● **Data to use**:
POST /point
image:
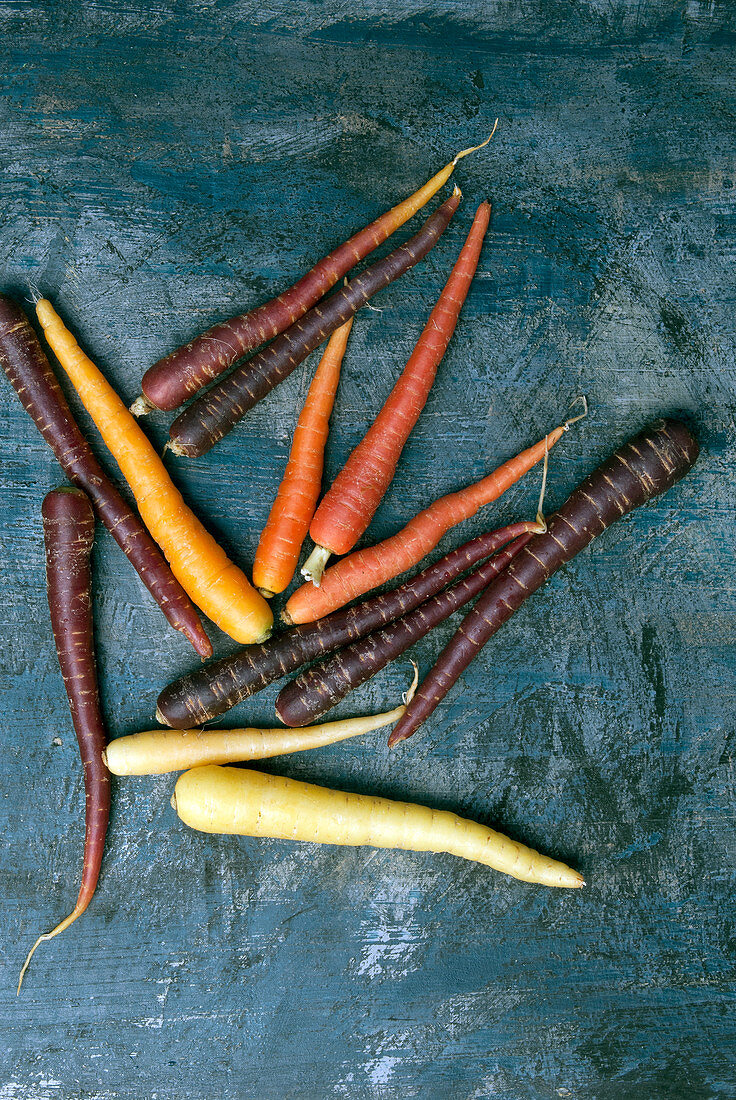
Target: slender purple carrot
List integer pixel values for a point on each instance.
--
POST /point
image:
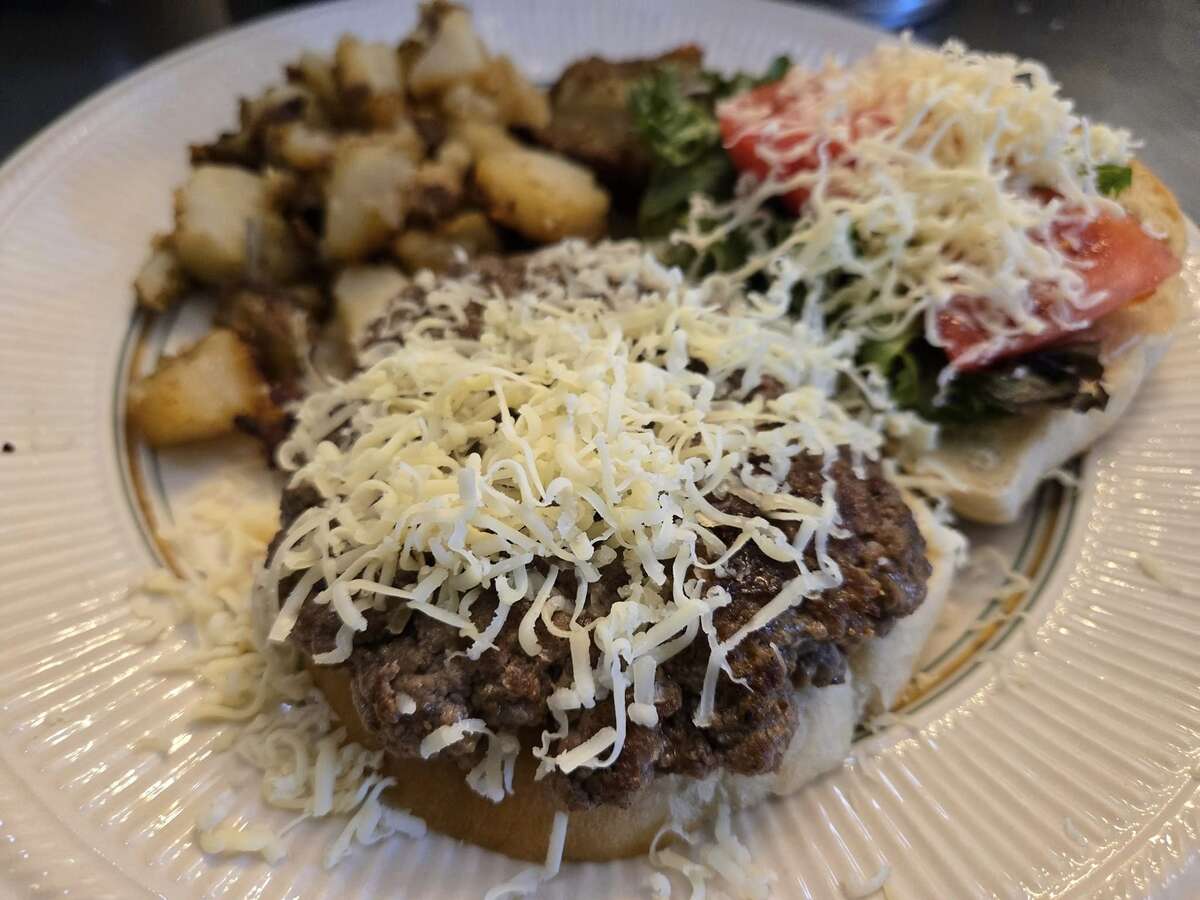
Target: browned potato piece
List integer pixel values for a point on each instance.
---
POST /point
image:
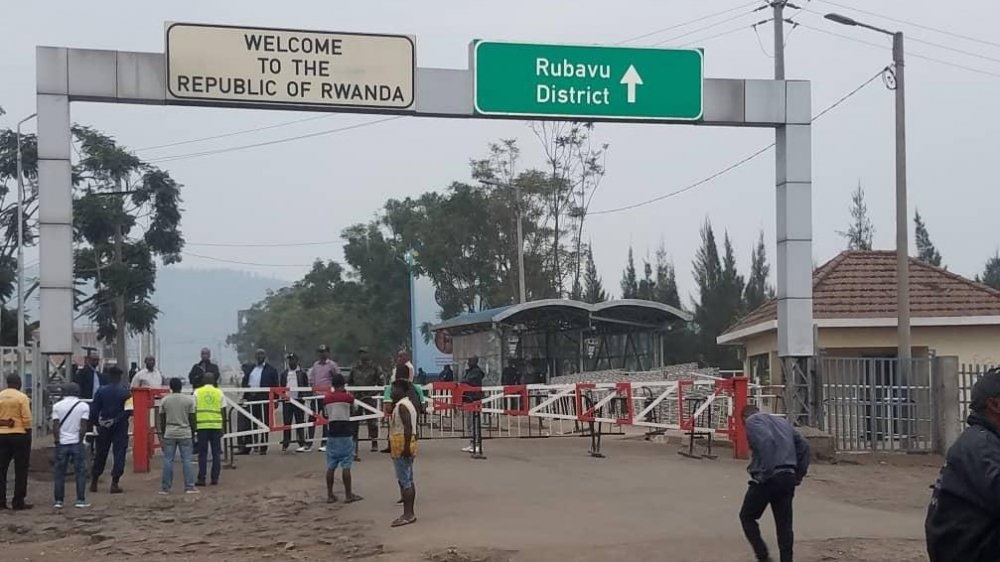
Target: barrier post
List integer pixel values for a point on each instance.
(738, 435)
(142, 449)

● **Required task**: Count the lines in the data above that contain the word "Target", and reply with only that number.

● **Answer below**: 3